What needs to be done: Without leaving out a single line, copy the records exactly.

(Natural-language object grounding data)
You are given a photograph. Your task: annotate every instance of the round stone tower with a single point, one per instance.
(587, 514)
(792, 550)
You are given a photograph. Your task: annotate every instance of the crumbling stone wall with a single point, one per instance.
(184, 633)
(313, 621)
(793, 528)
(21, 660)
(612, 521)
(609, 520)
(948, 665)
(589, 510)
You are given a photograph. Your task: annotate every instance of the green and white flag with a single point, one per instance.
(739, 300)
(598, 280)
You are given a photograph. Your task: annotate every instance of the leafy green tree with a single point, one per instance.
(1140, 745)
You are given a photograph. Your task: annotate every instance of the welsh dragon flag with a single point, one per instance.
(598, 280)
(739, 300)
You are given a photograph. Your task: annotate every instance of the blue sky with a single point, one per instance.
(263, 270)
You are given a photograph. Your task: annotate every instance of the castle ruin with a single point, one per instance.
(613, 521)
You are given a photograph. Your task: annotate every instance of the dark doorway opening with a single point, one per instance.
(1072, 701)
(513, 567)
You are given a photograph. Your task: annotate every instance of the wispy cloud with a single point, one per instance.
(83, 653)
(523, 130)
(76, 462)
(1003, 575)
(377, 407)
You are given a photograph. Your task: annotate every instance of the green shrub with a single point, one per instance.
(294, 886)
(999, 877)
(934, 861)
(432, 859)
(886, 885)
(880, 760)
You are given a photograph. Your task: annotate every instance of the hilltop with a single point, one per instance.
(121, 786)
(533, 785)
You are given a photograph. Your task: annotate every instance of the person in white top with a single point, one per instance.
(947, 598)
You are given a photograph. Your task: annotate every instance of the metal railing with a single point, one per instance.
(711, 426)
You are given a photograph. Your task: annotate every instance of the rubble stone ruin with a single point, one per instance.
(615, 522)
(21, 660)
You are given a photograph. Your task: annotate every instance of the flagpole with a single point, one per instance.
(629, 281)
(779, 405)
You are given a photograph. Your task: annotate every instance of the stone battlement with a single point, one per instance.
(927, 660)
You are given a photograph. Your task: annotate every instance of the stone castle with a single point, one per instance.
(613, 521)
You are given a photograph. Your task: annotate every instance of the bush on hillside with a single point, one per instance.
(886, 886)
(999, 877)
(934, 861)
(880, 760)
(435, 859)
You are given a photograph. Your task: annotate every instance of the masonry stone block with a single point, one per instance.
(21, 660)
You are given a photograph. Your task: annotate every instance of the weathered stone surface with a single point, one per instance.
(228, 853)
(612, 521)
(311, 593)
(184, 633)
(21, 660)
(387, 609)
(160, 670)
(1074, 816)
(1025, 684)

Response to the exercise:
You are given a photograph. Your task: annotate every instance of the round stone tower with a single point, one per instance.
(587, 514)
(792, 550)
You are given a photograph. Your task: annotate every instance of the crumbling stone wall with a single point, one per instance.
(184, 633)
(313, 621)
(793, 528)
(21, 660)
(612, 521)
(609, 520)
(948, 665)
(589, 510)
You are given a photograph. Your task: annotate every instance of the green and white flag with a single point, one per instance.
(739, 300)
(598, 280)
You are given a photograph. Your task: annotate every instance of the leafy green tree with a single point, one per instance.
(1140, 745)
You are given a photograph. Your task: annotate every instance of the welsh dragon flag with a single point, one per instance.
(598, 280)
(739, 300)
You are given a photograph. Your task: annotate every instance of the blue sky with a single point, one per instance.
(263, 270)
You are given a photograph. Your task: annotate every instance of the castle ruin with a single point, one per instance.
(613, 521)
You are given a photograph. Your task: annotate every instance of the dark doorway opening with a single point, one per instance.
(1072, 701)
(513, 567)
You are given a photograph. Your task: annotate every instance of the wispy cloud with a single point, one per instance.
(83, 653)
(523, 130)
(76, 462)
(1003, 575)
(377, 407)
You are given a photograph. Your task: annotate every instance of the green shrub with a single point, one per instance.
(294, 886)
(999, 877)
(934, 861)
(432, 859)
(886, 885)
(880, 760)
You are given a photograph. Your task: annotate every instance of the hilltop with a single point, one per instance.
(121, 786)
(533, 785)
You are given a photograph. Your task: annotate every instance of the person in white top with a single point, one per instance.
(947, 598)
You are given a photograph. Your task: annotate every instance of the metal railing with a single point, one per instance.
(711, 426)
You are given a photograph. Your task: annotate every instance of the rubble stone ruin with a single point, one per instance.
(615, 522)
(21, 660)
You are given a photograph. Your task: annotate every instance of the flagpole with a single point, one per instance.
(629, 281)
(779, 405)
You are given a photograph. Your task: annotate every instance of the stone battlement with a single point, one per instance.
(927, 660)
You are given a photograph. Your task: annotate every instance of the stone castle with a single point, one per instance.
(613, 521)
You are given a photograph. Your task: annotate every instance of the bush on hillside with a single point, one per instance.
(886, 886)
(999, 877)
(934, 861)
(880, 760)
(435, 859)
You are given a photograph. Your task: annotate every instance of the masonry stone block with a single point, one per instance.
(21, 660)
You are given a photograph. Your task: annotate every instance of the weathered stone surface with a single point, one per instance.
(228, 853)
(612, 521)
(311, 593)
(184, 633)
(21, 660)
(387, 609)
(160, 670)
(1074, 816)
(1025, 684)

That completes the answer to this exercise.